Überrollende Gefühle wie Wut, Trauer, Angst, die keinen Bezug zur eigenen Lebenssituation haben, oder auch Panikattacken sowie wiederkehrende (Alp-)Träume, die sich nicht aus der Biographie erklären lassen, können die Frage aufwerfen, ob man weniger an einem eigenen Trauma leidet als an einem Trauma, das die Eltern oder Großeltern erlitten haben.
Die Psychotherapeutin und Trauma-Expertin Katharina Drexler hat aus eigenem biographischem Hintergrund heraus die Thematik der „ererbten Wunden“ erkannt und ein Therapieverfahren dafür entwickelt. In ihrem Buch „Ererbte Wunden erkennen“ führt sie in für Laien und Betroffene sehr verständlichen Schritten und Erklärungen in das Thema der ererbten Wunden ein und gibt mit Übungen Anleitung, um Belastungen zu mindern.
Um ein traumabedingtes Verhalten der Vorfahren besser verstehen und einordnen zu können, gibt die Autorin vorab eine Einführung zu traumatischen Erlebnissen und möglichen Folgen. Dabei macht sie deutlich, dass nicht jedes traumatische Erlebnis zwangsläufig auch ein Trauma zur Folge hat, denn „die Ressourcenlage eines Menschen spielt eine große Rolle bei der Bewältigung eines potenziell traumatischen Ereignisses“ (S. 21).
Man könnte es so formulieren, „dass ein potenziell traumatisches Ereignis zu einer Traumatisierung (Verletzung) führen kann, durch die man dann gegebenenfalls ein Trauma (eine Wunde) davontragen kann, aus dem sich wiederum einen Traumafolgestörung entwickeln kann“ (S. 21). Eine Trauma-Therapie hat dann unterschiedliche Facetten: die Stabilisierungsphase, Vermittlung von Wissen über die Folgen von Traumata, eine Trauma-Aufarbeitung und die Integrationsphase: „In der Integrationsphase wird das bis dahin abgespaltene traumatische Ereignis zu einem Teil der Lebensgeschichte und so in den zeitlichen Ablauf der eigenen Biographie eingebettet“ (S.34).
Bei der transgenerationalen Traumatisierung spricht die Autorin dann „ganz bewusst von ererbten und nicht von vererbten Wunden. Denn der Ausdruck ‚Vererben‘ verweist auf diejenigen, die etwas hinterlassen haben. Der Ausdruck ‚Ererben‘ hingegen rückt die Generationen ins Zentrum, die etwas übernommen haben. Meist versuchen die Vorfahren alles, um ihre Nachfahren vor den erlittenen traumatischen Erlebnissen zu schützen. Ihnen liegt also nichts ferner, als etwas von ihren Wunden vererben zu wollen. Dennoch spürt das Kind eine unausgesprochene Last und versucht, es den Eltern leicht zu machen“ (S. 37).

Auszug Datensatz →
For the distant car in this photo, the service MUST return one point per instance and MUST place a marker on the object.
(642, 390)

Aufgaben und Übungen →
a) Wer hat laut der Rezension ein Therapieverfahren für ererbte Wunden entwickelt?
b) Geben Sie den Abschnitt der Rezension zwischen „Überrollende Gefühle wie“ und „Belastungen zu mindern.“ einschließlich dieser Wörter erneut aus und setzen Sie dabei „Traumaspezialistin“ anstelle von „Trauma-Expertin“ ein.
Maßgeblich ist allein die Rezension.

Lösungen →
a) Die Psychotherapeutin und Trauma-Expertin Katharina Drexler.

b)
Überrollende Gefühle wie Wut, Trauer, Angst, die keinen Bezug zur eigenen Lebenssituation haben, oder auch Panikattacken sowie wiederkehrende (Alp-)Träume, die sich nicht aus der Biographie erklären lassen, können die Frage aufwerfen, ob man weniger an einem eigenen Trauma leidet als an einem Trauma, das die Eltern oder Großeltern erlitten haben.
Die Psychotherapeutin und Traumaspezialistin Katharina Drexler hat aus eigenem biographischem Hintergrund heraus die Thematik der „ererbten Wunden“ erkannt und ein Therapieverfahren dafür entwickelt. In ihrem Buch „Ererbte Wunden erkennen“ führt sie in für Laien und Betroffene sehr verständlichen Schritten und Erklärungen in das Thema der ererbten Wunden ein und gibt mit Übungen Anleitung, um Belastungen zu mindern.